** SHORT PROBLEM **
Print every line of these records, unchanged.

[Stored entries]
-- BEGIN --
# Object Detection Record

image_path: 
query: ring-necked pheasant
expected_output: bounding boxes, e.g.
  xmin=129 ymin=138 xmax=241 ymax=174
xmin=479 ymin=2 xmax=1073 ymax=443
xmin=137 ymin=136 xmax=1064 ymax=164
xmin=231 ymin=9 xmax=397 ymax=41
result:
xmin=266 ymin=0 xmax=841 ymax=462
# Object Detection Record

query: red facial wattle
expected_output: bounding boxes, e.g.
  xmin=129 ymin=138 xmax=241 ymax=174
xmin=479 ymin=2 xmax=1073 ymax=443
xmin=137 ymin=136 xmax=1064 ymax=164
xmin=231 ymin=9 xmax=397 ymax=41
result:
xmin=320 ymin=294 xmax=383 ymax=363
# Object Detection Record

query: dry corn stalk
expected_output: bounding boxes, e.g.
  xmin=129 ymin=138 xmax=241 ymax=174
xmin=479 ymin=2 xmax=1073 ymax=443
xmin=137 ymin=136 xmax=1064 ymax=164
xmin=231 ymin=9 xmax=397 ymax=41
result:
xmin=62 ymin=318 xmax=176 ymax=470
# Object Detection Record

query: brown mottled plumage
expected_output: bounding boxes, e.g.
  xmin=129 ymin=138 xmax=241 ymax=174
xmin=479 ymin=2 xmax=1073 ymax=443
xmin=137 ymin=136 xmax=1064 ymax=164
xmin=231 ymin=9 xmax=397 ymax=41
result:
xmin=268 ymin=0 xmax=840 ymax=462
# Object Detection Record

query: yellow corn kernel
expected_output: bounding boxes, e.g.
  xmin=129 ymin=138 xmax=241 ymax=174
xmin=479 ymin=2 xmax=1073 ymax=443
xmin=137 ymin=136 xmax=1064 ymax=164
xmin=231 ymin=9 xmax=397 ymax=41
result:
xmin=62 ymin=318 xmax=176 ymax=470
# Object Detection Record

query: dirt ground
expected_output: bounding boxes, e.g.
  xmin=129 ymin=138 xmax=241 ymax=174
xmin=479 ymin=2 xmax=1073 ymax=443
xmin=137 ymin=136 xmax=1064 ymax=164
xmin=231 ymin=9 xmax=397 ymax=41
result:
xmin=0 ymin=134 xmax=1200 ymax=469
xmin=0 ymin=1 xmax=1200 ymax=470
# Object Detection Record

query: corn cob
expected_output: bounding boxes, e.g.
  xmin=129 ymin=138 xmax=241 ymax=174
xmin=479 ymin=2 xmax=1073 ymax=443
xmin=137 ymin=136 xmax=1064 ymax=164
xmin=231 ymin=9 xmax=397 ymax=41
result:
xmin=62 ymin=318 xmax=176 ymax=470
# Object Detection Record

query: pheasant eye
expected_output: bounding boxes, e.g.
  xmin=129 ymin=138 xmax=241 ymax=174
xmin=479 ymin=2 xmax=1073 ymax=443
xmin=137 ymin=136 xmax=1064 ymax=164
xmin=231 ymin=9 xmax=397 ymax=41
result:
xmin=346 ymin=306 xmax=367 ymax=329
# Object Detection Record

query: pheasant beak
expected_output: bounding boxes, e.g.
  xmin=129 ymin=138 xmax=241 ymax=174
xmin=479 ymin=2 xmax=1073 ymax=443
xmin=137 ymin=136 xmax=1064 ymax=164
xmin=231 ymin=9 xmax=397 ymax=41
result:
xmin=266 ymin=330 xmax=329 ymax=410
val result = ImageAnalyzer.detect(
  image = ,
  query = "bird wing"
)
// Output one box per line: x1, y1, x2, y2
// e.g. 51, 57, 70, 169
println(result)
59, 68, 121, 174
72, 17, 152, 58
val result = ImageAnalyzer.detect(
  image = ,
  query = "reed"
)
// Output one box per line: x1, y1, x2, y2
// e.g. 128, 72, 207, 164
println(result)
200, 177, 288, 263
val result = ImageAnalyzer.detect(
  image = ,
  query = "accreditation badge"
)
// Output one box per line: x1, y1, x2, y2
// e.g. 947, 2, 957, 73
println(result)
-- END --
** WORKED SOLUTION **
# Object Detection Record

image_path: 
query: ring-necked pheasant
expected_output: bounding boxes, e.g.
  xmin=129 ymin=138 xmax=241 ymax=174
xmin=479 ymin=2 xmax=1073 ymax=443
xmin=137 ymin=136 xmax=1064 ymax=164
xmin=231 ymin=9 xmax=397 ymax=41
result:
xmin=266 ymin=0 xmax=841 ymax=462
# Object Detection Record

query: red facial wattle
expected_output: bounding boxes, e.g.
  xmin=129 ymin=138 xmax=241 ymax=174
xmin=479 ymin=2 xmax=1073 ymax=443
xmin=137 ymin=136 xmax=1064 ymax=164
xmin=231 ymin=9 xmax=397 ymax=41
result:
xmin=320 ymin=294 xmax=383 ymax=363
# Object Detection Record

query: dry corn stalk
expected_output: bounding boxes, e.g.
  xmin=129 ymin=138 xmax=241 ymax=174
xmin=479 ymin=2 xmax=1073 ymax=443
xmin=137 ymin=136 xmax=1064 ymax=164
xmin=231 ymin=9 xmax=397 ymax=41
result:
xmin=62 ymin=318 xmax=176 ymax=470
# Object Detection Record

query: brown mottled plumage
expected_output: bounding boxes, e.g.
  xmin=129 ymin=138 xmax=241 ymax=174
xmin=479 ymin=2 xmax=1073 ymax=443
xmin=137 ymin=136 xmax=1064 ymax=164
xmin=231 ymin=9 xmax=397 ymax=41
result:
xmin=268 ymin=0 xmax=840 ymax=462
# Object Detection Record

query: yellow corn kernel
expected_output: bounding boxes, e.g.
  xmin=129 ymin=138 xmax=241 ymax=174
xmin=479 ymin=2 xmax=1073 ymax=443
xmin=137 ymin=136 xmax=1064 ymax=164
xmin=231 ymin=9 xmax=397 ymax=41
result:
xmin=62 ymin=318 xmax=176 ymax=470
# Object Detection Record

query: dirt ground
expected_output: bounding boxes, e.g.
  xmin=129 ymin=138 xmax=241 ymax=174
xmin=479 ymin=2 xmax=1073 ymax=443
xmin=137 ymin=136 xmax=1064 ymax=164
xmin=231 ymin=9 xmax=397 ymax=41
result:
xmin=0 ymin=134 xmax=1200 ymax=469
xmin=0 ymin=1 xmax=1200 ymax=470
# Object Detection Record

query: corn cob
expected_output: bounding boxes, e.g.
  xmin=129 ymin=138 xmax=241 ymax=174
xmin=479 ymin=2 xmax=1073 ymax=443
xmin=137 ymin=136 xmax=1064 ymax=164
xmin=231 ymin=9 xmax=397 ymax=41
result:
xmin=62 ymin=318 xmax=176 ymax=470
# Object Detection Record

query: pheasant eye
expected_output: bounding boxes, e.g.
  xmin=129 ymin=138 xmax=241 ymax=174
xmin=479 ymin=2 xmax=1073 ymax=443
xmin=137 ymin=136 xmax=1064 ymax=164
xmin=231 ymin=9 xmax=397 ymax=41
result:
xmin=346 ymin=306 xmax=367 ymax=329
# Object Detection Record

query: pheasant beak
expected_output: bounding boxes, e.g.
  xmin=129 ymin=138 xmax=241 ymax=174
xmin=479 ymin=2 xmax=1073 ymax=443
xmin=137 ymin=136 xmax=1064 ymax=164
xmin=231 ymin=9 xmax=397 ymax=41
result:
xmin=266 ymin=330 xmax=329 ymax=410
val result = ImageAnalyzer.detect(
  image = ,
  query = "bird wing"
)
// Output one box per line: x1, y1, x2, y2
// e.g. 51, 57, 70, 169
println(result)
59, 68, 121, 174
72, 17, 152, 58
val result = ImageAnalyzer.detect(
  image = ,
  query = "reed"
)
// Output one box per line: x1, y1, x2, y2
// e.g. 128, 72, 207, 164
println(result)
200, 177, 288, 263
val result = ImageAnalyzer.detect(
  image = ,
  query = "accreditation badge"
)
// Output one box per line: x1, y1, x2, y2
// e.g. 947, 2, 957, 73
println(result)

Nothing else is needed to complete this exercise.